## Short problem
Transcribe all of the material below word for word, leaving out the pictures.

= = = = =

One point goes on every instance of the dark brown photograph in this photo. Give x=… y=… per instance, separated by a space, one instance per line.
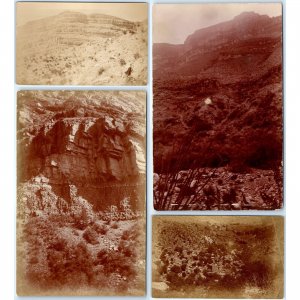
x=65 y=43
x=217 y=106
x=217 y=257
x=81 y=193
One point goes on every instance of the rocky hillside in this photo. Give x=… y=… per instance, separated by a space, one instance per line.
x=75 y=48
x=241 y=49
x=81 y=193
x=94 y=141
x=218 y=104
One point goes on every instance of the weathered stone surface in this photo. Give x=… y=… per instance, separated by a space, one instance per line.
x=100 y=151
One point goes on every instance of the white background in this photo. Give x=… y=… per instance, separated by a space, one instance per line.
x=8 y=164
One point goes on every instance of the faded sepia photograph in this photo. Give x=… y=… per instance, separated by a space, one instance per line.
x=218 y=257
x=65 y=43
x=217 y=106
x=81 y=163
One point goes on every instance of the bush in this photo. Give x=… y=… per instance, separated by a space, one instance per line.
x=101 y=70
x=114 y=225
x=91 y=236
x=100 y=229
x=136 y=55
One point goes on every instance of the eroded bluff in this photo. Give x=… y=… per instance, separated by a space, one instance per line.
x=104 y=157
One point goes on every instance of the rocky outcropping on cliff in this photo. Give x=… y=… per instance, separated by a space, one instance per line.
x=240 y=49
x=81 y=193
x=218 y=104
x=75 y=48
x=95 y=141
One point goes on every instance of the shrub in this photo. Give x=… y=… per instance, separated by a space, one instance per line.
x=136 y=55
x=101 y=70
x=100 y=229
x=114 y=225
x=91 y=236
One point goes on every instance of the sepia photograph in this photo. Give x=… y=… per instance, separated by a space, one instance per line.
x=81 y=166
x=218 y=257
x=65 y=43
x=217 y=106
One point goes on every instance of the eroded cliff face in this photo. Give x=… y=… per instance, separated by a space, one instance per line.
x=100 y=149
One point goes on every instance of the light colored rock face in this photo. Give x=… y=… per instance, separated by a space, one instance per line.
x=100 y=151
x=75 y=48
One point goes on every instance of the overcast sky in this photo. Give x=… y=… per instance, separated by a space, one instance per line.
x=28 y=11
x=172 y=23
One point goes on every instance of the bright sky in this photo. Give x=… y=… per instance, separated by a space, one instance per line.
x=28 y=11
x=172 y=23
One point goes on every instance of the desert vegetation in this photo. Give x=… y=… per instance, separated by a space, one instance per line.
x=218 y=131
x=202 y=258
x=81 y=193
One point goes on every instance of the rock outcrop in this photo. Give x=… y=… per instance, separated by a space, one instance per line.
x=98 y=150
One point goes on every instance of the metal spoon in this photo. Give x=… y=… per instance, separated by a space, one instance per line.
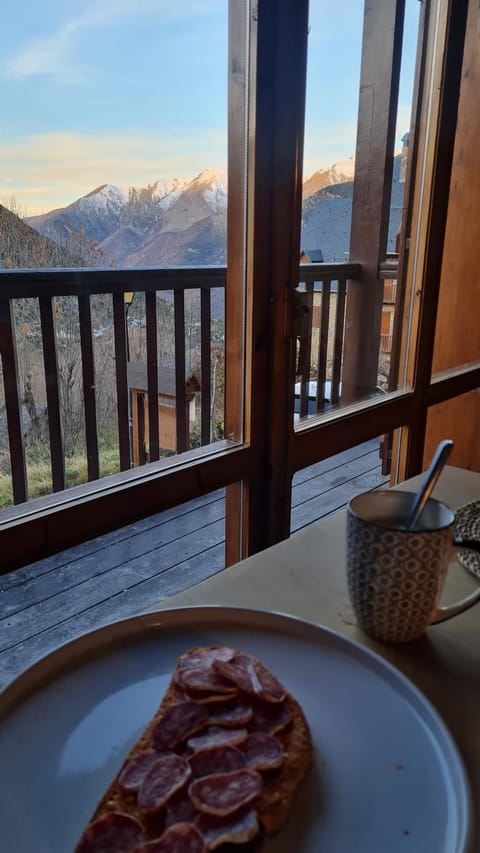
x=435 y=469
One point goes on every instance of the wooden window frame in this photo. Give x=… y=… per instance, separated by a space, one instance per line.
x=259 y=471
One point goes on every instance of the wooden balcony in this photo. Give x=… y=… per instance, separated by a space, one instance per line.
x=132 y=569
x=320 y=356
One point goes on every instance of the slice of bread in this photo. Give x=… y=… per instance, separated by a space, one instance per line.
x=273 y=711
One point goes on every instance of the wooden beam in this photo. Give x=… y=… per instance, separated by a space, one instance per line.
x=377 y=115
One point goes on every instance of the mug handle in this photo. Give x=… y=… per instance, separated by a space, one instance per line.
x=441 y=614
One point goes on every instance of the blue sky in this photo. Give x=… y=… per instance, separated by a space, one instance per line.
x=129 y=91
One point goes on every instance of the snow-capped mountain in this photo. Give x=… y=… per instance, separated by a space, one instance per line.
x=340 y=173
x=183 y=220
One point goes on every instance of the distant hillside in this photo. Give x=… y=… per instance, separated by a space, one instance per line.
x=22 y=247
x=184 y=221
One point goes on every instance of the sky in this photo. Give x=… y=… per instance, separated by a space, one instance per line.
x=126 y=92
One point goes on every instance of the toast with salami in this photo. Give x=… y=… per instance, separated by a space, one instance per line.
x=218 y=764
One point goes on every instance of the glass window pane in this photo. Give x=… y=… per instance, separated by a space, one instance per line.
x=329 y=289
x=115 y=146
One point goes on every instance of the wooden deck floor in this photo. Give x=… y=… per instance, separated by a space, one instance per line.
x=118 y=575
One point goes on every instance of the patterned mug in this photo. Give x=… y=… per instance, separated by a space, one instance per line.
x=396 y=576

= = = = =

## Correct answer
One point goes on every instance of the dark brown photograph in this photo. Give x=… y=… per instance, separated by a space, one instance per line.
x=65 y=43
x=217 y=106
x=217 y=257
x=81 y=193
One point goes on every instance of the rocky hillside in this photo. Give x=… y=… per instance, separated by a space, one instance per line.
x=75 y=48
x=241 y=49
x=81 y=193
x=94 y=141
x=218 y=104
One point goes on every instance of the weathered stone surface in this photo. Give x=… y=… per instance, separated by a space, one instance per line.
x=100 y=151
One point goes on every instance of the white background in this photo. Give x=… y=… per instance, separated by a space, one instance per line.
x=8 y=164
One point goes on every instance of the faded sepia photograph in this photo. Give x=… y=… per instance, separated by a space, one instance per line.
x=218 y=257
x=65 y=43
x=217 y=106
x=81 y=163
One point goes on every instance of the bush in this photo. Give x=… y=… per instance, separated by a space, one instance per line.
x=101 y=70
x=114 y=225
x=91 y=236
x=100 y=229
x=136 y=55
One point goes on every instance of the eroded bluff in this photo. Give x=… y=… per instance, separated by a space, one instance per line.
x=104 y=157
One point goes on every instance of the rocky outcropping on cliff in this photo. Give x=… y=… per instance, separated by a space, one instance per line.
x=240 y=49
x=81 y=193
x=218 y=104
x=75 y=48
x=95 y=141
One point goes on every instance of the shrub in this photo. Give x=… y=… per instance, separated by a space, one instance per line.
x=136 y=55
x=101 y=70
x=100 y=229
x=114 y=225
x=91 y=236
One point goes on every instance of the sepia photograph in this photo. Give x=… y=… per instance, separated by a space, one instance per line.
x=81 y=166
x=218 y=257
x=65 y=43
x=217 y=106
One point goes on every instance of the eroded cliff face in this photo. Give x=… y=… per instance, separated by a space, one instance per line.
x=100 y=149
One point goes on every instance of the light colored rock face in this photo. Give x=… y=… per instance, separated by a space, one instance per line.
x=100 y=151
x=75 y=48
One point goes on every instance of the overcast sky in this photo. Give x=… y=… per instance, separated by a space, one instance per line.
x=28 y=11
x=172 y=23
One point goes on every instance of the bright sky in this photo. Give x=… y=… per instance, separated by a space, one instance per line.
x=28 y=11
x=172 y=23
One point goes on every instance of the desert vegetation in this photo. Give x=… y=… per instance, separated by a space, one instance per line.
x=218 y=131
x=202 y=258
x=81 y=193
One point goes on every instance of the rock outcrop in this photo. Give x=… y=… per instance, separated by a space, one instance per line.
x=98 y=150
One point goes on every instance of the metal spoon in this photo. Give x=… y=… per instance, separated by a space, one instance per line.
x=435 y=469
One point goes on every instance of the wooden window frame in this photo. Give x=… y=… per instance, separated by a space, one instance per line.
x=259 y=471
One point goes on every instance of the wooden balcony in this photo. Give x=… y=… per instance, separated by a space, one instance per line.
x=132 y=569
x=320 y=356
One point goes on every instance of the slice of bread in this photo. Give x=… y=… per instance, separated by a space, one instance per line.
x=273 y=711
One point goes on every instance of the wooden beam in this photo. Give x=… y=… per instance, separated by a space, one instance per line.
x=377 y=115
One point goes on every instance of the mug handle in this photo. Give x=… y=… per instance, separated by a space, one instance per line.
x=441 y=614
One point goes on every instance of the blue sky in this photo. Give x=… y=… per instance, separated by a space, one instance per line.
x=129 y=91
One point goes on every instance of the snow-capped mountain in this photo. Give x=… y=… per instance, separated by a space, one instance per line.
x=340 y=173
x=183 y=220
One point goes on every instance of the distant hillside in this photo. Give x=… y=… per instance, separated by a space, one instance per line.
x=22 y=247
x=184 y=221
One point goes on every instance of the sky in this photo. Give x=… y=… per instance, separated by a space, one instance per line.
x=126 y=92
One point goes on every instance of the toast with salami in this photo. Give x=… y=… per instance, separated by a space, one instance per line.
x=218 y=764
One point goes on every instance of the glass window pane in this photo. Give x=… y=… per instance, separated by a space, one instance per line.
x=329 y=289
x=115 y=146
One point goes on every instance of the wooden deck floor in this photo. Give x=… y=… per instance, separated by a space, one instance per line.
x=118 y=575
One point goes on every instance of the patterned mug in this photo. Give x=… y=… per instance, separated by a space, one instance per line.
x=396 y=576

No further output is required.